Work request: Where the records below have a line with "before", that line is to be copied.

=== Data supplied ===

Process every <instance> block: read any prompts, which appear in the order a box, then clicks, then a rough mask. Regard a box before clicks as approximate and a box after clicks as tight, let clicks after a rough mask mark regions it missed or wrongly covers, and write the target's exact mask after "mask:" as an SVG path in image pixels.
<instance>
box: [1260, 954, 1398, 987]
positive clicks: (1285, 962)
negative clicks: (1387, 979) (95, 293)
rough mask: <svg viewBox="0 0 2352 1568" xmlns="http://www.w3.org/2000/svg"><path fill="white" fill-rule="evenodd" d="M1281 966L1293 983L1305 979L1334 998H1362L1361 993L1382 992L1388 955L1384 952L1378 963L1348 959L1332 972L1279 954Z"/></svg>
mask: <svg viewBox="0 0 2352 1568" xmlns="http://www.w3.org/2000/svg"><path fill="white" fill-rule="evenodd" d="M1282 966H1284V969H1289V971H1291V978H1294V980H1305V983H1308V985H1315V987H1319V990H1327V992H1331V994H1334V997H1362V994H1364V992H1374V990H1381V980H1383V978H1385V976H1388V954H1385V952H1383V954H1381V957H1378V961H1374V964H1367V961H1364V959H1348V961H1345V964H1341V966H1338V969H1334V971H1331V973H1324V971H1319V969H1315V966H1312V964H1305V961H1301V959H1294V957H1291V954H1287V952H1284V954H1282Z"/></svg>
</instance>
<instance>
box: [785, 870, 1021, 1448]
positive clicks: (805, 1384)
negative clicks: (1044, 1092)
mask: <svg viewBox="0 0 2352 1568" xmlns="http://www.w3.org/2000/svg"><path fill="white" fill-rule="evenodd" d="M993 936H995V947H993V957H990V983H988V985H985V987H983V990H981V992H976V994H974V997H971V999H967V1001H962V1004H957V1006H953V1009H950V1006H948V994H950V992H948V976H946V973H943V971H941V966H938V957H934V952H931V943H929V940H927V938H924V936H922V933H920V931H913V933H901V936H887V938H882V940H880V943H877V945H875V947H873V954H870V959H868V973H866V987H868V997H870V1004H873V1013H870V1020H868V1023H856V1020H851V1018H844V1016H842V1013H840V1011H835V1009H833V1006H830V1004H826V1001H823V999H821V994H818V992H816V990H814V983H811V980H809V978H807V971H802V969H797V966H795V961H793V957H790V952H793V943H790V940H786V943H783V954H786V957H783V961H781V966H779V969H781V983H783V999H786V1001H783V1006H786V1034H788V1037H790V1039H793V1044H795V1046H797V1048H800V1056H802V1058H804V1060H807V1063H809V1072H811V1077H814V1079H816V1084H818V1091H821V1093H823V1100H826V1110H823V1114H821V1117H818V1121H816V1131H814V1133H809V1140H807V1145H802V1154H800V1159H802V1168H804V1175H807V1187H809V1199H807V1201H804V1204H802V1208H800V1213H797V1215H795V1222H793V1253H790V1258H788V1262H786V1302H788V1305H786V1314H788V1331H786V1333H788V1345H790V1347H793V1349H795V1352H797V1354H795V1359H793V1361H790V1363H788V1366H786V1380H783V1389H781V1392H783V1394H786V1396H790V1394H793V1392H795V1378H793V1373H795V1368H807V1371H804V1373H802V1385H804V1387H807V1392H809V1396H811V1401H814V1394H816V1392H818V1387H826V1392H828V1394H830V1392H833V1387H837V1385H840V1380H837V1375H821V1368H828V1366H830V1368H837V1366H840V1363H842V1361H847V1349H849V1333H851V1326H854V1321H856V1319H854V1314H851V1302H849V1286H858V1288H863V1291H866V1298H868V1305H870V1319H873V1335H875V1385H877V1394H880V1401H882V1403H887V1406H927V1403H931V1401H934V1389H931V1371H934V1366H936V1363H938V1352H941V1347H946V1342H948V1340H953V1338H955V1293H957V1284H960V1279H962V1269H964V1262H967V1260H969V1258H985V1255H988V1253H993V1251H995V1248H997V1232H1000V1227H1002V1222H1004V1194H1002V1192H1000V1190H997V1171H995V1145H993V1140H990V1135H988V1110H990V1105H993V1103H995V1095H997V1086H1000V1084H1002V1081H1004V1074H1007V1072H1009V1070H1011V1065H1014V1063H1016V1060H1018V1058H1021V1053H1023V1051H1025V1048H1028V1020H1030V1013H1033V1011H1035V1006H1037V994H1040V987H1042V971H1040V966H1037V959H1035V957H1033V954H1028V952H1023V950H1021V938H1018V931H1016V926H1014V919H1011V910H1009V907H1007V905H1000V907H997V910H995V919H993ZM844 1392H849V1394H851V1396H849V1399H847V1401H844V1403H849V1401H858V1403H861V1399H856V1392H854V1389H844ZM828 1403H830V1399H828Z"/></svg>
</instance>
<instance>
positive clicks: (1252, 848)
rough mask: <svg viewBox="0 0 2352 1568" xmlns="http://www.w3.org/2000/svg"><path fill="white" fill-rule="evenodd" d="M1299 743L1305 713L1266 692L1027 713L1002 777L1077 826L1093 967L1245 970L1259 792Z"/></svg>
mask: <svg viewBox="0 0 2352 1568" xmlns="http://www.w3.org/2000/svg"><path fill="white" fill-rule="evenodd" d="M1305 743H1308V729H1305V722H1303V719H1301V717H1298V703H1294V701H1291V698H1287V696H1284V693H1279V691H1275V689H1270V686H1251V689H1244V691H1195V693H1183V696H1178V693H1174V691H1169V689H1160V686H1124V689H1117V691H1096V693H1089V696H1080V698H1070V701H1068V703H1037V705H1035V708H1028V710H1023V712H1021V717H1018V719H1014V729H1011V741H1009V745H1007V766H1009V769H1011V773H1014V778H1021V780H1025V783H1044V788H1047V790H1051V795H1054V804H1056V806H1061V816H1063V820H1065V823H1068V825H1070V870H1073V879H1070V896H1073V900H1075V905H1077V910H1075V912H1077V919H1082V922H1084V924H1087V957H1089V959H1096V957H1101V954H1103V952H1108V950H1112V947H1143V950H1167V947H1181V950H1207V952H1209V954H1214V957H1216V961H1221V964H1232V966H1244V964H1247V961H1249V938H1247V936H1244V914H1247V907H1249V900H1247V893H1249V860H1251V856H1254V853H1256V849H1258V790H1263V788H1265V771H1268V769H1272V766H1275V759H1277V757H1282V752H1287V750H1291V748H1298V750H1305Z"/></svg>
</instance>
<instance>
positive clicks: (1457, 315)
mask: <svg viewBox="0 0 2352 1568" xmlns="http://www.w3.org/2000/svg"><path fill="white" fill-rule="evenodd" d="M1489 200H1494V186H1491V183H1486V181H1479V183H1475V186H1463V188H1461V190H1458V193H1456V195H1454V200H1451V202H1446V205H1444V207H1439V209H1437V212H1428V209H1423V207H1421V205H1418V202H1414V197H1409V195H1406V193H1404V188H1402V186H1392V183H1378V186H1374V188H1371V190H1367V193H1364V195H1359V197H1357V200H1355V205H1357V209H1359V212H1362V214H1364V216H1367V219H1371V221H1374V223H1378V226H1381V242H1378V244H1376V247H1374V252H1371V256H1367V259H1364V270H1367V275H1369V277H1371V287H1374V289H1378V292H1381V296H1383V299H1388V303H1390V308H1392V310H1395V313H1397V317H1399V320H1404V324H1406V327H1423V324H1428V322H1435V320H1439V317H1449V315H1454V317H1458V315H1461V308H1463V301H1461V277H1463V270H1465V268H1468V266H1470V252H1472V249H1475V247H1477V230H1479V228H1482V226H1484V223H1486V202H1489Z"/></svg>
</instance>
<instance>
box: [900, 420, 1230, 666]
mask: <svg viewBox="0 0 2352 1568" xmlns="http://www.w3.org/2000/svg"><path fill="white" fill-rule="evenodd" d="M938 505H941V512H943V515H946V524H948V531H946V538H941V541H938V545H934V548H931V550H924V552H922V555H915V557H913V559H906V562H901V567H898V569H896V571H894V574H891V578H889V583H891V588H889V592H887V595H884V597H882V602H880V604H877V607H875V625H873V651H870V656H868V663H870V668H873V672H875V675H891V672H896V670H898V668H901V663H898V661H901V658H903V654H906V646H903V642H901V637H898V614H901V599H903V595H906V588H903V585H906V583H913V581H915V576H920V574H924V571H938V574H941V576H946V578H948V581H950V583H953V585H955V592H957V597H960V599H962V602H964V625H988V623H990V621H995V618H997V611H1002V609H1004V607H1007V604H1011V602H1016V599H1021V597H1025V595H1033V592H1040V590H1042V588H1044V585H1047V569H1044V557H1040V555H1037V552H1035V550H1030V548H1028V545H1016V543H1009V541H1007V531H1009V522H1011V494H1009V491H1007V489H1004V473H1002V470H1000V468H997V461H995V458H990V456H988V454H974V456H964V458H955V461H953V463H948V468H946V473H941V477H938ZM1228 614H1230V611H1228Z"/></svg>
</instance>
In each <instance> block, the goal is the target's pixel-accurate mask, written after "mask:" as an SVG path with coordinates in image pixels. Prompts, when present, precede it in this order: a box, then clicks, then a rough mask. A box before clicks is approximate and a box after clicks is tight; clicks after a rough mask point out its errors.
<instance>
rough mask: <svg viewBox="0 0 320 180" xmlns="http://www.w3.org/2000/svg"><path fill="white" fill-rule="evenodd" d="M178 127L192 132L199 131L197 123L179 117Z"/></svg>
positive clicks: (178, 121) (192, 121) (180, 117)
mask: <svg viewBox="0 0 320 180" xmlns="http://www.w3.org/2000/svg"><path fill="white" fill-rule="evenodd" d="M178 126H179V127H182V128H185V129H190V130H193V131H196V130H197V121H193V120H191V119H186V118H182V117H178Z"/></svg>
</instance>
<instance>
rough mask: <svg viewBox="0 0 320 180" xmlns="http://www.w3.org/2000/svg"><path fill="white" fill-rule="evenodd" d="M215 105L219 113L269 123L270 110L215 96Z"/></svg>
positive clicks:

===

Output:
Process every <instance> block: read any prompts, which appear in the order a box, then clicks, then a rough mask. Regard a box before clicks as approximate and a box after clicks as tight, let clicks after a rough mask mark regions it missed or wrongly covers, and write the target's exact mask after "mask:" as an SVG path in image pixels.
In each <instance> block, the goal is the target's pixel-accurate mask, written after "mask:" as an SVG path with coordinates in image pixels. Prompts, when present, precede it in this order: a box, then clicks, then a rough mask. A box before clicks is approximate and a box after clicks is tight; clicks after a rough mask point out its errors.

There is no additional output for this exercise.